Exercise details: The required output is the exact sequence of lines from the line holding "Can you find the bamboo" to the end of the records, inclusive.

Records drawn from a dataset:
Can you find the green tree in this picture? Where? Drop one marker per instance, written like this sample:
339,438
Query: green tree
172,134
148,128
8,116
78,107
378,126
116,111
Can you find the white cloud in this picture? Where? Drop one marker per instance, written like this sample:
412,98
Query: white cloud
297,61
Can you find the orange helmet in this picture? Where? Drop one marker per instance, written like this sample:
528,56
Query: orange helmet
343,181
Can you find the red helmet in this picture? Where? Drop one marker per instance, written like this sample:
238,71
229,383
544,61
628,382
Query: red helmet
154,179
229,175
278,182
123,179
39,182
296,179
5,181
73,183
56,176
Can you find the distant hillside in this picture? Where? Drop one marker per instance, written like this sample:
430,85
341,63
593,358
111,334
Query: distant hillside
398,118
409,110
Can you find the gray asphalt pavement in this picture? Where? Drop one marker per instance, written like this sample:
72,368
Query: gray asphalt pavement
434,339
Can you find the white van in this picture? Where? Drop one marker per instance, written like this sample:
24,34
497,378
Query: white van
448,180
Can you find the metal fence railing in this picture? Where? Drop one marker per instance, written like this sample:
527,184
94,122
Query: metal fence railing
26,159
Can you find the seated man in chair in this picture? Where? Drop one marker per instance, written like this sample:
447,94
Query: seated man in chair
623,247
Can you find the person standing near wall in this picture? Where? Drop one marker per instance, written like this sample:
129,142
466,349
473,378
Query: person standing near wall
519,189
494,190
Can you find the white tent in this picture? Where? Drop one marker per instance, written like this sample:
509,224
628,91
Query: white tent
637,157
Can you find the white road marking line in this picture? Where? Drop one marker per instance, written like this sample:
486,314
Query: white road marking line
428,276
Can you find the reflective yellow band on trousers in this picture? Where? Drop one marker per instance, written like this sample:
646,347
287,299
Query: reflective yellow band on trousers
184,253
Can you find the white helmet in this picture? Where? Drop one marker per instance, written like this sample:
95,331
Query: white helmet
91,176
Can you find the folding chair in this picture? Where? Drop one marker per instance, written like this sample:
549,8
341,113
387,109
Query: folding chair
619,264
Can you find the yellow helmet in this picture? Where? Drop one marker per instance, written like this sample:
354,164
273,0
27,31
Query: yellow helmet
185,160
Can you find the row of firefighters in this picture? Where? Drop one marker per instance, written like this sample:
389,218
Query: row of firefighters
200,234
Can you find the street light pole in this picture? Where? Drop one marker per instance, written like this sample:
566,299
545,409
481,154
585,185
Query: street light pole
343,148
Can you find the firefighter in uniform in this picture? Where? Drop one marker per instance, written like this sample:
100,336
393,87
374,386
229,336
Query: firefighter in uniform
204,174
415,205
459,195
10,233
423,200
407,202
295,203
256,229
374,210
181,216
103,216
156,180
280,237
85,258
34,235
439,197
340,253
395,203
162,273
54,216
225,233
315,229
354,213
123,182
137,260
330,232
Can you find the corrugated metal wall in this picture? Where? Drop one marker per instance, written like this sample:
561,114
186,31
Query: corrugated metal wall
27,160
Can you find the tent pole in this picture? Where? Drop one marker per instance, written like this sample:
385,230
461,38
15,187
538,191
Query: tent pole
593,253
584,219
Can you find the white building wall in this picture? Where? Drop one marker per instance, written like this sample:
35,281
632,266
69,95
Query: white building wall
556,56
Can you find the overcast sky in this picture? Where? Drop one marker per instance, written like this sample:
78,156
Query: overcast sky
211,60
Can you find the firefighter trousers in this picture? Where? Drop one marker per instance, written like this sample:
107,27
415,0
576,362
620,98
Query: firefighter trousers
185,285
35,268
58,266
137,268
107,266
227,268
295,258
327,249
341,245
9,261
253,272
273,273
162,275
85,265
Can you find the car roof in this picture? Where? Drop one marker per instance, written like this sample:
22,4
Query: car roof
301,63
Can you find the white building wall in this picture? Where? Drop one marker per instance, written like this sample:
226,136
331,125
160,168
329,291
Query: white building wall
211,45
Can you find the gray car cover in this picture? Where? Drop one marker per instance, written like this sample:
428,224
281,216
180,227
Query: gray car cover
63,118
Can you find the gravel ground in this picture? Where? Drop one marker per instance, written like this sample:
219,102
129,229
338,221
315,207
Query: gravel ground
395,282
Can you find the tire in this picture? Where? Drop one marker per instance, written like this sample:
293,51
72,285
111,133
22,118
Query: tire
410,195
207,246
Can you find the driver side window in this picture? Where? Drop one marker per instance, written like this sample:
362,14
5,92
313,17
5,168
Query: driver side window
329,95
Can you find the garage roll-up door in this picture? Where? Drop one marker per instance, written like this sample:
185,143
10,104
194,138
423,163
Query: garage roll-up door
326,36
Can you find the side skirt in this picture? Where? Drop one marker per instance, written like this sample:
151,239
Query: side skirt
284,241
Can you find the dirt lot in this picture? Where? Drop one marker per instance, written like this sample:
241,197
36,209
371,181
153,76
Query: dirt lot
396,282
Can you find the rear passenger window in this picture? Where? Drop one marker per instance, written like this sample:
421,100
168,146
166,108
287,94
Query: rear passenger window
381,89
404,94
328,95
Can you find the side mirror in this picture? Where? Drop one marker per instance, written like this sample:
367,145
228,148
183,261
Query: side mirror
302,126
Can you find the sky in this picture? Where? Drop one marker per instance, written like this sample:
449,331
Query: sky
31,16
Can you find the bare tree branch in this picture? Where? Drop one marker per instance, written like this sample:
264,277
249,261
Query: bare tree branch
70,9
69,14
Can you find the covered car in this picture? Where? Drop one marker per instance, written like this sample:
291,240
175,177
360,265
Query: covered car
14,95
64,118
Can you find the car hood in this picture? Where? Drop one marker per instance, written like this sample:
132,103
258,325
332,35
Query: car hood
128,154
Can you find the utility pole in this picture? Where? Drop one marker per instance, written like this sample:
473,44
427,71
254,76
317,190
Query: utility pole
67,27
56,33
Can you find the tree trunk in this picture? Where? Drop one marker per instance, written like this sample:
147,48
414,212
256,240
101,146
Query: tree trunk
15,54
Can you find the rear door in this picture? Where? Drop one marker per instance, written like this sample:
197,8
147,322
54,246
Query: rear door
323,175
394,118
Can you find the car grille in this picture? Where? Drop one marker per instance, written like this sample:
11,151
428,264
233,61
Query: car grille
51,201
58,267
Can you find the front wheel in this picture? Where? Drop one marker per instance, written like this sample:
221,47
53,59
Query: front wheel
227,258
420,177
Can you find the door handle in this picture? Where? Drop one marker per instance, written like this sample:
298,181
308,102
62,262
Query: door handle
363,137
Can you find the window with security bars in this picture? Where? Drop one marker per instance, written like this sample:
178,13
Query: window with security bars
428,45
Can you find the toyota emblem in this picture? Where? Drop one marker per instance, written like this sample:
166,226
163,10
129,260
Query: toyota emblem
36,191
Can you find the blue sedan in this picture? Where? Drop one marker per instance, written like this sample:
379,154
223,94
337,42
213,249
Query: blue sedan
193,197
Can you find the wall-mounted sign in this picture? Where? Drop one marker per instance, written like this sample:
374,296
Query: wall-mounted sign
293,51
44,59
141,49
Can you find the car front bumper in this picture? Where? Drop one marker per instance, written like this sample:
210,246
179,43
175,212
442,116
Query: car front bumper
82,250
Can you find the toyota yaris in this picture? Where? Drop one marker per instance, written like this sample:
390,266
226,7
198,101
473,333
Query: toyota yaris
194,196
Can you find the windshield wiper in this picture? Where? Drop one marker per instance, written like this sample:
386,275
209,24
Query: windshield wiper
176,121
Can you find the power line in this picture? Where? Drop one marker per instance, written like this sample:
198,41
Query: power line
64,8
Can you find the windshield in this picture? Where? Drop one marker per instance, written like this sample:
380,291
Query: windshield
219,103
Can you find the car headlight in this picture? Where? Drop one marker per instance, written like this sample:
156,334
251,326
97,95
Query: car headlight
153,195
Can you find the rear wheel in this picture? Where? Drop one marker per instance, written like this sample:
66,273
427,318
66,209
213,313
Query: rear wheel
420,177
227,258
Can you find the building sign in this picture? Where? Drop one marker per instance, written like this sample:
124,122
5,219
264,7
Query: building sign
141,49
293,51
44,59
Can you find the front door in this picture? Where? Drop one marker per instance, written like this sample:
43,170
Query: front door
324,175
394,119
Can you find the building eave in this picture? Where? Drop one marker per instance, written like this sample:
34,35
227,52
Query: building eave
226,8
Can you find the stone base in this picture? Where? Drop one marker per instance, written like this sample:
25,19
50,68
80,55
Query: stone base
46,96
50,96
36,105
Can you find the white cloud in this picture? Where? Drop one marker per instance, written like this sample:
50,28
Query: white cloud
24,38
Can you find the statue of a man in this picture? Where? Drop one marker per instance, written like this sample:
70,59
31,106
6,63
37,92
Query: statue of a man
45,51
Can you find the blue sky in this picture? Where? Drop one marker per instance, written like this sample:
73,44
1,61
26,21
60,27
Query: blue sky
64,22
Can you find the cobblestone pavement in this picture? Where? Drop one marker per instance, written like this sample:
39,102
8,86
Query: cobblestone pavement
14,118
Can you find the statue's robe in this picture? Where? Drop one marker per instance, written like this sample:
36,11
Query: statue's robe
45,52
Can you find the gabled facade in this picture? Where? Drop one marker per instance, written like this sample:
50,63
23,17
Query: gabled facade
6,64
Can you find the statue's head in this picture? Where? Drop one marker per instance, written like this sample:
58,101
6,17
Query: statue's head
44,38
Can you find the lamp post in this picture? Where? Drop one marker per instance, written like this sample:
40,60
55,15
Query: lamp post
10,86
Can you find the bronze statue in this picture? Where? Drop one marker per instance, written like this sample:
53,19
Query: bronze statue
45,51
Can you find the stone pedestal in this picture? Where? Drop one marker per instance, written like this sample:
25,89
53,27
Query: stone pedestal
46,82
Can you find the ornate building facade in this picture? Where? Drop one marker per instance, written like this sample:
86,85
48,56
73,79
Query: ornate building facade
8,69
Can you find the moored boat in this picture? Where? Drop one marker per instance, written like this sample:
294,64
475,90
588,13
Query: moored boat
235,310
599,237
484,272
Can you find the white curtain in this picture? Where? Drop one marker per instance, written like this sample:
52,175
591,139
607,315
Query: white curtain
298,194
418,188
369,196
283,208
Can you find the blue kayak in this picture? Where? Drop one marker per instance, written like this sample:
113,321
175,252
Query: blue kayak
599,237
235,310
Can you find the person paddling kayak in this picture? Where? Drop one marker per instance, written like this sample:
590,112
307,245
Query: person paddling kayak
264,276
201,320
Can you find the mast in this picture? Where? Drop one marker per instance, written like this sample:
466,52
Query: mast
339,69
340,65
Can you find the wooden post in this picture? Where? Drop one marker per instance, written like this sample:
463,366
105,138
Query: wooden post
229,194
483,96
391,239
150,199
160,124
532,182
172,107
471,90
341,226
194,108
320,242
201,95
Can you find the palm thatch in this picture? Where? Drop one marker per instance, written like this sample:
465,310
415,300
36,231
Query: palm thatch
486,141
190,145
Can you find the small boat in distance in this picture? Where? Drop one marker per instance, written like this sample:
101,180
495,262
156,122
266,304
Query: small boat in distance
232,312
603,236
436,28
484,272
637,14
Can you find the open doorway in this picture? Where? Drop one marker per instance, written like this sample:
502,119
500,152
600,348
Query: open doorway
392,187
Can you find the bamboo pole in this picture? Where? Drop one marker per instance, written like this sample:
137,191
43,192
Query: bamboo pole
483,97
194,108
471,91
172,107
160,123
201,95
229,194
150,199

Answer to this task:
Can you find the bamboo pole in this picture? Where? Drop one marker per instance, written like this sample:
137,191
43,192
Query: bamboo pole
483,97
194,108
471,91
172,107
160,123
201,95
229,194
150,199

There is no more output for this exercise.